►
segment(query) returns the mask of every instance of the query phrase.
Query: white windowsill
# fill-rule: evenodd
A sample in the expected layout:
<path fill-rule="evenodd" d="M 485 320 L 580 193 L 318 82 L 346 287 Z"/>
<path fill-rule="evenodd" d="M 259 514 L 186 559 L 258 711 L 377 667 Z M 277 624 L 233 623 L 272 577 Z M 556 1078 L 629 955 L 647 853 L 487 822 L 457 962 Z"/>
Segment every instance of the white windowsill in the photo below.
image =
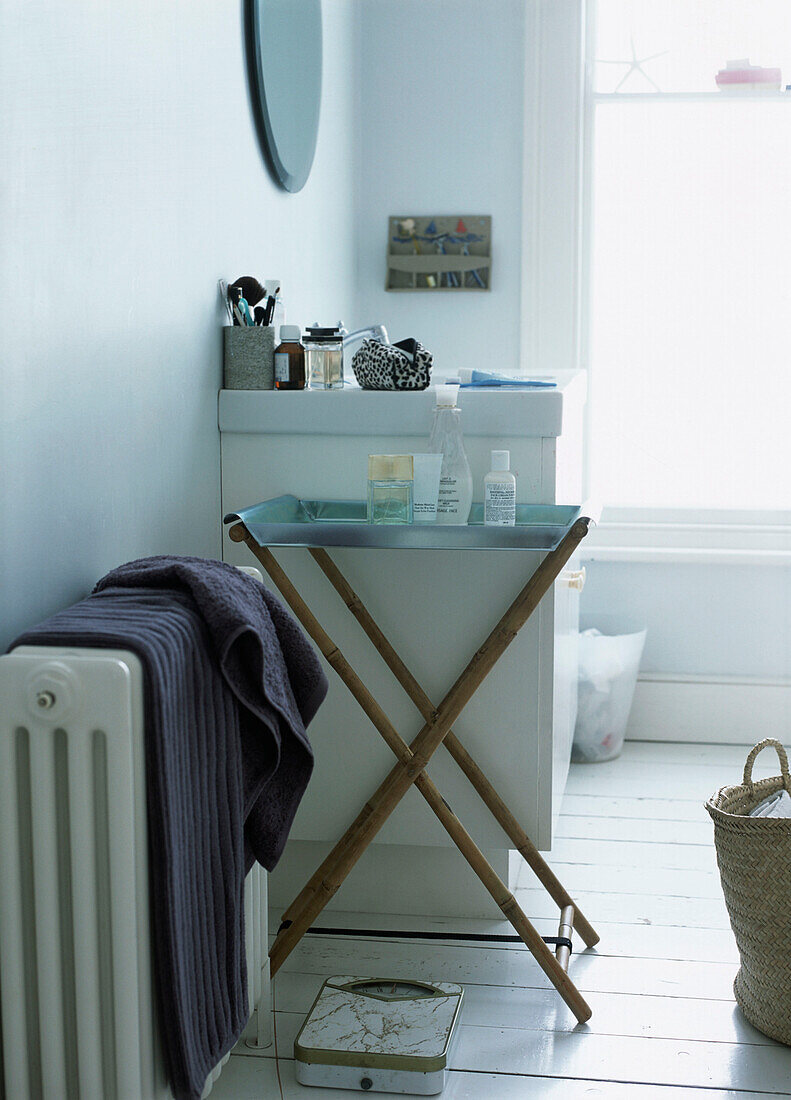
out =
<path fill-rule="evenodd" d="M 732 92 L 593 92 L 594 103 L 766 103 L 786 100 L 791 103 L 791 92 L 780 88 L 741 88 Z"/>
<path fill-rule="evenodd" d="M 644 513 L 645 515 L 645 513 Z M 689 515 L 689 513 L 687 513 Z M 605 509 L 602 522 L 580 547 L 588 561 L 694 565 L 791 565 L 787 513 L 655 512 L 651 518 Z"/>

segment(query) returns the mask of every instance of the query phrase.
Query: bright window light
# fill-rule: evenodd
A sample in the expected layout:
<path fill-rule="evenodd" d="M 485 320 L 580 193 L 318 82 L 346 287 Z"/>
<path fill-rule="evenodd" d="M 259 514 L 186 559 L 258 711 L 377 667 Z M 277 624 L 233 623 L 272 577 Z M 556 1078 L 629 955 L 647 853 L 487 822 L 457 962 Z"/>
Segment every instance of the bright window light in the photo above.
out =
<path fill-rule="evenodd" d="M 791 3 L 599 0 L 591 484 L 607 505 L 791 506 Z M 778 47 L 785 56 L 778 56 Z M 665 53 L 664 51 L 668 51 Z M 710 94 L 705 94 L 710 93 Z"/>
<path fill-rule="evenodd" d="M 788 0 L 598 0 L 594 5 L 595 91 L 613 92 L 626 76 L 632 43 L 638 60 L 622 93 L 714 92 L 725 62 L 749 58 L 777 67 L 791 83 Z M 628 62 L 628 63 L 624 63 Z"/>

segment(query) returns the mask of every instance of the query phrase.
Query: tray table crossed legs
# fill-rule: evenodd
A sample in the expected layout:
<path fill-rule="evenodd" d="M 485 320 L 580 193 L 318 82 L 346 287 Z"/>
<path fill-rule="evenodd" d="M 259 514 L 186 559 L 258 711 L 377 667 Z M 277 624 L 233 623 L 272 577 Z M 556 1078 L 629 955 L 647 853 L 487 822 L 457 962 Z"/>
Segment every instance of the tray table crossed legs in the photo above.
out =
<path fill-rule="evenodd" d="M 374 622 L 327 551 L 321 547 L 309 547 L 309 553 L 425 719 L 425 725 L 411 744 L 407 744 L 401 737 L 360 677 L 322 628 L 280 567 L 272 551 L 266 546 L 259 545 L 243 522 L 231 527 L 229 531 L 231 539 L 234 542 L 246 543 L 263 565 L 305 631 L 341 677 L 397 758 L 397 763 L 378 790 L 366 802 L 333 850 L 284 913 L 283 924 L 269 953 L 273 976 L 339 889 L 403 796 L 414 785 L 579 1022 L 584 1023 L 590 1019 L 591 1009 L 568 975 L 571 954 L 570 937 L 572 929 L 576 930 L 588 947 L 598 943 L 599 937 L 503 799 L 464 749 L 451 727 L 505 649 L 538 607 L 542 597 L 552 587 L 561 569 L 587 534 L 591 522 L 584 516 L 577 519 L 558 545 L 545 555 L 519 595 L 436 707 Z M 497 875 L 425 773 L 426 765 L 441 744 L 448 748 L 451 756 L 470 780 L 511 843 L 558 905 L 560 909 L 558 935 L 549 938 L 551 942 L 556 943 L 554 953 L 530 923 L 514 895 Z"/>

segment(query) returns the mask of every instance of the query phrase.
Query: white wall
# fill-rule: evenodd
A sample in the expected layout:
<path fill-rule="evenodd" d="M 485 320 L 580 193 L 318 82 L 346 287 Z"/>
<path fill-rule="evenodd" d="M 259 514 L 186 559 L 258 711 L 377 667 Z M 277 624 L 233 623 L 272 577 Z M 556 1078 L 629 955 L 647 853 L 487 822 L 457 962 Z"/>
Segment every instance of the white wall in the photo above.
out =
◄
Reproduce each line of the entries in which the word "bright" is found.

Written response:
Query: bright window light
Segment every instance of the bright window light in the photo above.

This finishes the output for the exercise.